* Start Source passage *
When she passed away on September 8, 2022, Queen Elizabeth II had a sizable net worth. Questions about how the royal family makes their money have circled for years. They’re often spurred on by moments like when Prince Harry and Meghan Markle announced their official exit as senior members of “The Firm.”

There’s also season 3, episode 4 of The Crown, where Tobias Menzies’s Prince Philip gives an interview to NBC’s Meet the Press. In it, he addresses the royals’ rumored money problems and the fact that the queen hadn’t had a “pay raise” in almost 18 years (this interview actually took place in November 1969, two years after his mother, Princess Alice, moved into Buckingham Palace).

In the real-life program, host Lawrence Spivak cited a London news report and said to Philip, “It goes on to detail the very high cost that the royal family must sustain on an allowance of $1,100,000 a year. Is that creating an awkward situation?”

“Very,” Prince Philip, who died on April 9, 2021, replied. “We go into the red next year.” As to whether they’d had to shutter any of their estates, Philip said, “No, not altogether. We’ve closed down…. Well, for instance, the queen had a small yacht that she had to sell. And I should probably have to give up polo fairly soon.” At the time, Philip’s remarks provoked ill will from the British public, who failed to share his view that selling a yacht counts as a financial hardship.

The royal family’s “salaries” had last made headlines in November 2019, following unconfirmed reports that Prince Andrew, Queen Elizabeth’s second-youngest son, would forgo his annual payment of roughly $300,000 after stepping back from public duties for the foreseeable future amid a cloud of scandal.

So what are the royal family’s salaries, how do they earn them, and where does the money come from? What was the queen’s net worth before her death, and how are Meghan and Harry making money now? Here’s what we know, including how these funds costs the average taxpayer in England.

How much does Britain pay the royal family?

As with most things royals-related, the answer is complicated. The royal family is paid through a mix of public and private money—that’s on top of net worths that include inherited wealth, a significant real estate portfolio, and other assets. Before her death, most of Queen Elizabeth II’s family’s annual income and expenses were paid through three sources: the public Sovereign Grant, and the private Duchies of Cornwall and Lancaster.

The Sovereign Grant

Since 2012, the monarch’s official duties, and the costs involved in maintaining the occupied palaces, have been paid for by a government-administered annual lump sum called the Sovereign Grant. According to the British monarchy’s official site, “funding for the Sovereign Grant comes from a percentage of the profits of the Crown Estate revenue.” The Crown Estate, as CNN Money explains, can be roughly defined as “a collection of U.K. properties and farms that generate hundreds of millions of pounds each year.”

These lands were first surrendered by George III back in 1760, to be managed by the Treasury going forward. The Crown Estate technically belongs to the reigning monarch, but as their site clarifies, “it is not the private property of the monarch—it cannot be sold by the monarch, nor do revenues from it belong to the monarch.” It’s presently overseen by an independent organization’s board.

In the 2018-2019 fiscal year, the total Sovereign Grant amount was 82.2 million pounds (that’s nearly $106 million in American dollars). Neither the queen nor her family were raking that total in, though: 32.9 million pounds of that were allotted for “Reservicing of Buckingham Palace,” and it also covered the royal family’s duty-related travel expenses, payroll, other staff costs, and literally keeping the lights on.
* End Source passage *
* Start Recorded data *
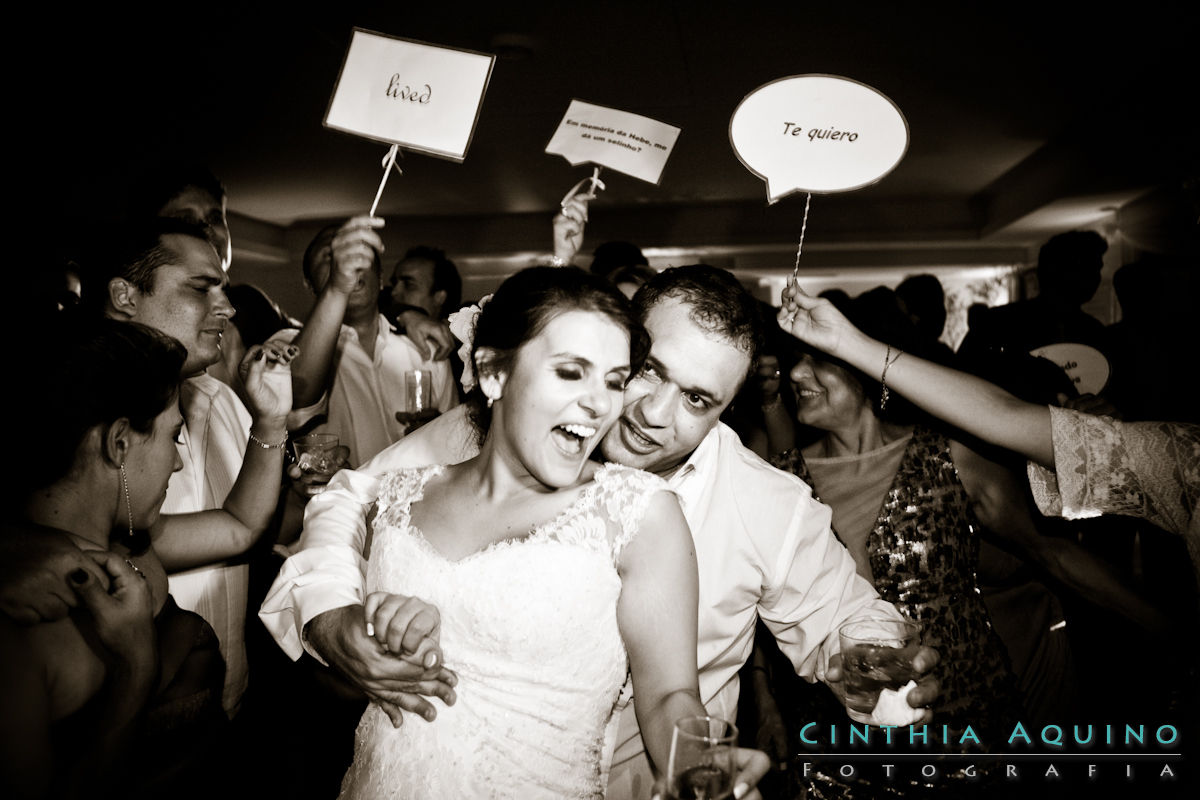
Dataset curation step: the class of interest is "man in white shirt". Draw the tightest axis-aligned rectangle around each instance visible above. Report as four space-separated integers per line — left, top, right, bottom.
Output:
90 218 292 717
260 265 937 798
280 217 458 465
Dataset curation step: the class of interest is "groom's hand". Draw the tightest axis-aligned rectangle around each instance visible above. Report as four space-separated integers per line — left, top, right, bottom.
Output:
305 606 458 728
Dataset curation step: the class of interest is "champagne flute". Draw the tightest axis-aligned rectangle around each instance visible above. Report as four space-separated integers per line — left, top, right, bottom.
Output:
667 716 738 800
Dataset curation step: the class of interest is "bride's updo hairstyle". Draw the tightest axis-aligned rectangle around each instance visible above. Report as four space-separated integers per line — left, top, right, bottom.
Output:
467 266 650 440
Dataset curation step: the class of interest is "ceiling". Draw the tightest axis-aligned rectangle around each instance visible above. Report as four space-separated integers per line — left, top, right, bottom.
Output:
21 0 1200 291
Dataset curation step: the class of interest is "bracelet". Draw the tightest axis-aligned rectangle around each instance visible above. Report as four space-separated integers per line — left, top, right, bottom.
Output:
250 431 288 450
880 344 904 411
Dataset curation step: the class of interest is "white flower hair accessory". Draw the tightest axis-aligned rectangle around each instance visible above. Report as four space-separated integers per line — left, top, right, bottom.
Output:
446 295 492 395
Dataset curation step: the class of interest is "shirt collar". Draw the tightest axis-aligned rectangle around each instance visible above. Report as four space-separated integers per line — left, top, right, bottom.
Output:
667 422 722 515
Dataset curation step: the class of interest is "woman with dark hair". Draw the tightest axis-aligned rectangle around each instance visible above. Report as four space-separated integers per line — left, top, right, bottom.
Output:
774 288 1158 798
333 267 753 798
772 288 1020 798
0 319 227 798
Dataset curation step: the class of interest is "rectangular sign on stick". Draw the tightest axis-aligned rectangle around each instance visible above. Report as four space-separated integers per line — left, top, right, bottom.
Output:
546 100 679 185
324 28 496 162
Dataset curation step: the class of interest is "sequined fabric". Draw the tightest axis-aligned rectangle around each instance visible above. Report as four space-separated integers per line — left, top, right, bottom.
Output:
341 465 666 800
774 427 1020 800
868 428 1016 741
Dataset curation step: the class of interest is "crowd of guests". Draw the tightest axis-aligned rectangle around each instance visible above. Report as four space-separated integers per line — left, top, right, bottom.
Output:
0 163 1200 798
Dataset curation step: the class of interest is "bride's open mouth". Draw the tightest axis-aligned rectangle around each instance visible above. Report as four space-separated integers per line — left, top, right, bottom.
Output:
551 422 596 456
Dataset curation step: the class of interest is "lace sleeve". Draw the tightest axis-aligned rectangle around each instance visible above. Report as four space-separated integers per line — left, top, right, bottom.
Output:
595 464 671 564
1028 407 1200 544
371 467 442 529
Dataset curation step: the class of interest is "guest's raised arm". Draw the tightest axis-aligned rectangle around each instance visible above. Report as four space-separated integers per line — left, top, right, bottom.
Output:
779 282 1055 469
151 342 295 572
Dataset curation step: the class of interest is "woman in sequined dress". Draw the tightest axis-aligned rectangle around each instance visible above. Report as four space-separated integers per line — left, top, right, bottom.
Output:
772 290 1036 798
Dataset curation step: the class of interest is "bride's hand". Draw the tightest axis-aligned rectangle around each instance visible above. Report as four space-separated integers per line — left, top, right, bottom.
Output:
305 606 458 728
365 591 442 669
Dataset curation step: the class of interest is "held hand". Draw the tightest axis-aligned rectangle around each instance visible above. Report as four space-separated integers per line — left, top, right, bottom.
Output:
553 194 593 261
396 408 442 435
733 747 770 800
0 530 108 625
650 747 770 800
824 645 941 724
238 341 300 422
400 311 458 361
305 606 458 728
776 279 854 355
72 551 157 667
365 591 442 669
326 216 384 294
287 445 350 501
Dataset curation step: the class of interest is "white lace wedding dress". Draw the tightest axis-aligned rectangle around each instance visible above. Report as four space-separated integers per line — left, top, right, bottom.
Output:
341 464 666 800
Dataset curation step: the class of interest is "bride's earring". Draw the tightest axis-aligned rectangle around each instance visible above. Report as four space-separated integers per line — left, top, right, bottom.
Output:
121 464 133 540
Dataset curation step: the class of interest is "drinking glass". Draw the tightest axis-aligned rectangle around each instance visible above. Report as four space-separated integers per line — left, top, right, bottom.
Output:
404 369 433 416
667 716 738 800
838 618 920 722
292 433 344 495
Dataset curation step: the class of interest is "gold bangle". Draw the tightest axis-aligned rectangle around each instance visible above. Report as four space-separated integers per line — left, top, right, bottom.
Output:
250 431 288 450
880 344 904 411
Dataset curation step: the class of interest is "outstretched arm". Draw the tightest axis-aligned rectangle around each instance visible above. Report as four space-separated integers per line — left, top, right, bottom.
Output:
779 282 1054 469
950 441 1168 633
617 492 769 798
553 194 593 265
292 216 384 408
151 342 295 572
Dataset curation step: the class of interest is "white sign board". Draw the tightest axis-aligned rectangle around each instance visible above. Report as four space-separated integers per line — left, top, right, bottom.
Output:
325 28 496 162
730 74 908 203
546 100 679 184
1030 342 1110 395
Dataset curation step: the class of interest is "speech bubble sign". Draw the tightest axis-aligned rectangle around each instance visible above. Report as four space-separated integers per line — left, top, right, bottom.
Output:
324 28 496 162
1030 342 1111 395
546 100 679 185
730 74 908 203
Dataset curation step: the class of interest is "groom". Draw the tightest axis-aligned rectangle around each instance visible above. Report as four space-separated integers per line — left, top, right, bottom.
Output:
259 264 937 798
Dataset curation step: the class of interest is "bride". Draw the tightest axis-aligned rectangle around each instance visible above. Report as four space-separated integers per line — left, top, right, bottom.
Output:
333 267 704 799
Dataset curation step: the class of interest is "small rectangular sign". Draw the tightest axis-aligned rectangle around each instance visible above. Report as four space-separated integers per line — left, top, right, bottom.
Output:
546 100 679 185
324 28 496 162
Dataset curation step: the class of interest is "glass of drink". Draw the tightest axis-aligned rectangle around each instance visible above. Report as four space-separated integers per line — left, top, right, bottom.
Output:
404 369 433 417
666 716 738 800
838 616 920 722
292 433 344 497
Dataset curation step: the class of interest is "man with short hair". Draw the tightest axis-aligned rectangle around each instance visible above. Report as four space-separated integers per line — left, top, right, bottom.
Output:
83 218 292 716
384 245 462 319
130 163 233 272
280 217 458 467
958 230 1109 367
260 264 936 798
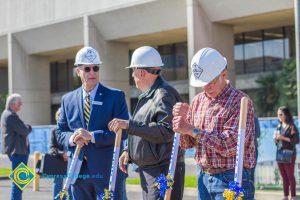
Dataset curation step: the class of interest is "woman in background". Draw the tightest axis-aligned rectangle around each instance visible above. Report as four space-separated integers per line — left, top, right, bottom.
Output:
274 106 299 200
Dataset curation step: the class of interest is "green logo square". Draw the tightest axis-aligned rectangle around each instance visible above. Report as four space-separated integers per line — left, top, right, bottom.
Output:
* End Recorded data *
Problems:
a – Retype the royal finances article, starting with "In the 2018-2019" and going on through "the lights on.".
b – According to the royal finances article, what was the total Sovereign Grant amount in the 2018-2019 fiscal year?

Solution set:
a –
In the 2018-2019 fiscal year, the total Sovereign Grant amount was 82.2 million pounds (that’s nearly $106 million in American dollars). Neither the queen nor her family were raking that total in, though: 32.9 million pounds of that were allotted for “Reservicing of Buckingham Palace,” and it also covered the royal family’s duty-related travel expenses, payroll, other staff costs, and literally keeping the lights on.

b – 82.2 million pounds, nearly $106 million.